**Exercise objective:**
Reproduce the records starting at the line that contains "# test: locate() returns one point per instance of the vintage" and ending at the last line of the records, requests included. Multiply every x,y coordinate in the answers by 1.9 and round to whole numbers with halves going up, leaving the requests and their sample points unchanged.
---- Exercise material
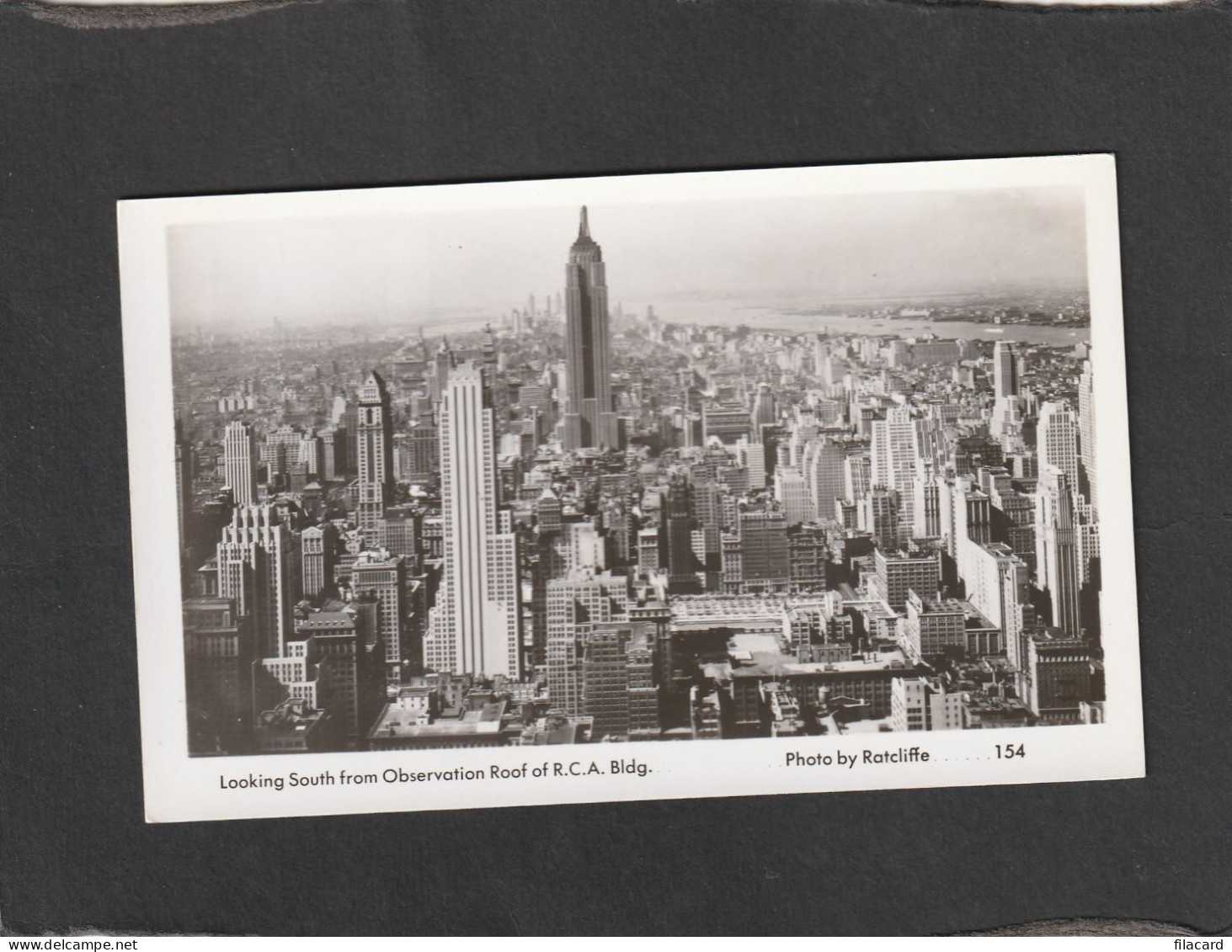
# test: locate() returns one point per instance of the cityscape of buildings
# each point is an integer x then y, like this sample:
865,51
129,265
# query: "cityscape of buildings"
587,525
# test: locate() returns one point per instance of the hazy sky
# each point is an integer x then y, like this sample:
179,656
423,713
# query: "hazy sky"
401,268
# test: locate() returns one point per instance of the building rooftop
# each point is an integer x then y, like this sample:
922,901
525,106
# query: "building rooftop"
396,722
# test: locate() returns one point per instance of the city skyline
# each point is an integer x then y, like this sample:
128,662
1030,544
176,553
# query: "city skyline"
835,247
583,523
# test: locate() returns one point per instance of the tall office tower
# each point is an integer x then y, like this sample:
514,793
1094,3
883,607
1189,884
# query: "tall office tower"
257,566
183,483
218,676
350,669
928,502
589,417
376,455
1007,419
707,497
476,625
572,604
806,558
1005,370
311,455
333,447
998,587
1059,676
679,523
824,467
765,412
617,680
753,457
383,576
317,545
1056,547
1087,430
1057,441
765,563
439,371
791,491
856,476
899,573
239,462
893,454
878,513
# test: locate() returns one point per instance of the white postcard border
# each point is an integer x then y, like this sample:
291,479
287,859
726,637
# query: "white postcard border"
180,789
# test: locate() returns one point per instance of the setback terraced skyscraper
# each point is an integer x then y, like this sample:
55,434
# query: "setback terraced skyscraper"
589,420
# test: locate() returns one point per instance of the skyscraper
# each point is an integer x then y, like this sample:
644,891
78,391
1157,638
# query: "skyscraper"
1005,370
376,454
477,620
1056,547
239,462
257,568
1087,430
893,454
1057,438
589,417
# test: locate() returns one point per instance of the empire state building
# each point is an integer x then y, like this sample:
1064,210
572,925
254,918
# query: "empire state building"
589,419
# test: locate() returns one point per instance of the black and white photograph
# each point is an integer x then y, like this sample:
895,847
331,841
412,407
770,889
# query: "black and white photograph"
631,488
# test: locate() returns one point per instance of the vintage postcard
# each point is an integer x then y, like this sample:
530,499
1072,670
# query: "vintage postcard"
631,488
--------
**Exercise result:**
# test: locate() returns one point per instance of the vintage postcard
# each point is an integer x then y, like this sample:
530,499
1072,670
# query: "vintage postcard"
1199,927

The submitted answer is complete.